** DOCUMENT TEXT follows **

A recent randomized controlled trial conducted by METR, a non-profit research organization, has found that experienced open-source developers were 19% slower when using AI coding tools, despite perceiving a 20% increase in their speed. This surprising finding challenges widespread assumptions about the immediate productivity benefits of AI in software development.
The study involved 16 experienced open-source developers working on 246 real tasks within their own established repositories, averaging over 22,000 stars and 1 million lines of code. Tasks were randomly assigned to either allow or disallow AI assistance, typically utilizing Cursor Pro with Claude 3.5/3.7 models. Developers initially forecasted a 24% speedup from AI tools.
However, the empirical results contradicted these perceptions. Lead authors Joel Becker and Nate Rush expressed their surprise, noting that the slowdown stemmed from developers spending less time actively coding and searching, and more time prompting AI, waiting for or reviewing AI outputs, and being idle. The AI suggestions, while often directionally correct, frequently required significant correction.
This outcome stands in contrast to other studies that have reported significant productivity gains from AI in coding, with some indicating speedups of up to 56% or a 26% increase in completed tasks. METR's research highlights that these gains may not universally apply, particularly for seasoned developers intimately familiar with large, complex open-source codebases.

** End of DOCUMENT TEXT **

Answer these questions from the text on the METR study:
1. How much slower were the developers when using AI coding tools?
2. How many real tasks did the study cover?
3. According to the text, what did the AI suggestions frequently require?

** DATA FOR ANALYSIS follows **

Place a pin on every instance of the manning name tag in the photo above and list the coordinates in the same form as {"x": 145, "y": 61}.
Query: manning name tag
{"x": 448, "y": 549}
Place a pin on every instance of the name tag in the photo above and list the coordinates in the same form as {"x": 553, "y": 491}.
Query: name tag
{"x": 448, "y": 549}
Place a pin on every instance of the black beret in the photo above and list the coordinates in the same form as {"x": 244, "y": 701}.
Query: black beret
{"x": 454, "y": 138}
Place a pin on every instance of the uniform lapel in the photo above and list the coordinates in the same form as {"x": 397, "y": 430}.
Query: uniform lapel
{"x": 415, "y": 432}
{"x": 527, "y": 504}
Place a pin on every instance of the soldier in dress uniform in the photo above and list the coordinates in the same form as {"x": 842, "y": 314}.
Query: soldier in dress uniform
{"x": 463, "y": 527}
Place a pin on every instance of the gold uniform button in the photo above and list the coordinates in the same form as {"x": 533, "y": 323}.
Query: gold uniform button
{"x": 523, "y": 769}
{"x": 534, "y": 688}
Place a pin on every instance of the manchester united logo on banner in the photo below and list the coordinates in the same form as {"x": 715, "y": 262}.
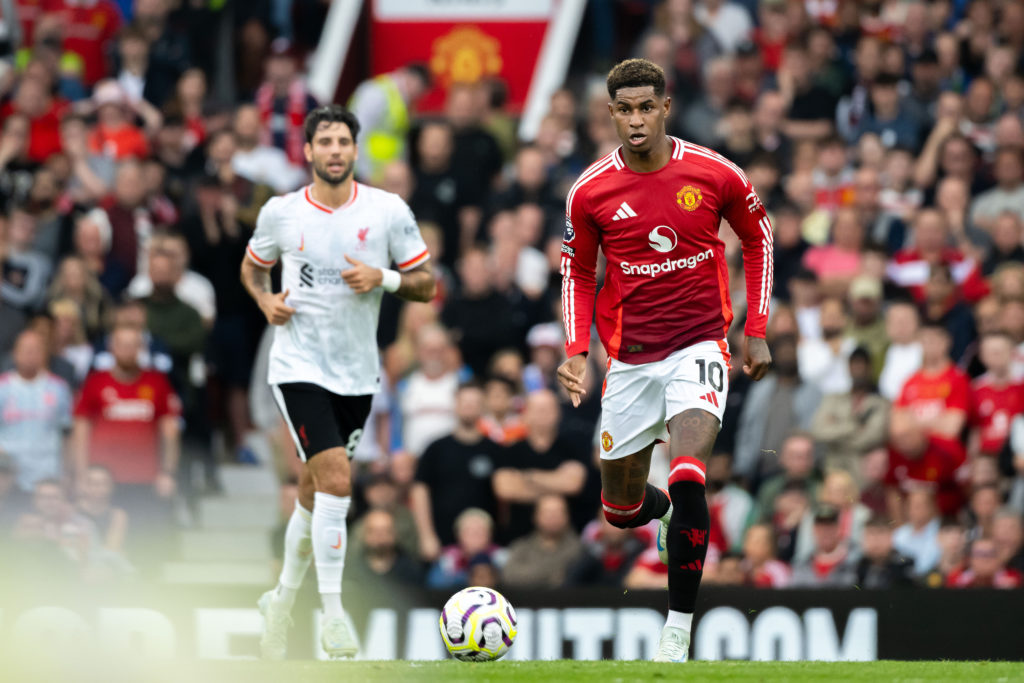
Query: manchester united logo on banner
{"x": 465, "y": 54}
{"x": 688, "y": 198}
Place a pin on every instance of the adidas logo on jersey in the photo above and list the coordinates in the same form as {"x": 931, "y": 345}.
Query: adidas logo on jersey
{"x": 625, "y": 211}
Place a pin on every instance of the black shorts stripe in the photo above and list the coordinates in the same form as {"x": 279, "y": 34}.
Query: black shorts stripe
{"x": 318, "y": 419}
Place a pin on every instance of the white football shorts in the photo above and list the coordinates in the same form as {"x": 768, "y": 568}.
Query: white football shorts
{"x": 638, "y": 400}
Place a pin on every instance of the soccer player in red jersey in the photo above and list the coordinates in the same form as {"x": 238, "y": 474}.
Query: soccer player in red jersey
{"x": 653, "y": 206}
{"x": 995, "y": 398}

** End of DATA FOR ANALYSIS **

* ANSWER AREA *
1. 19% slower.
2. 246 tasks.
3. Significant correction.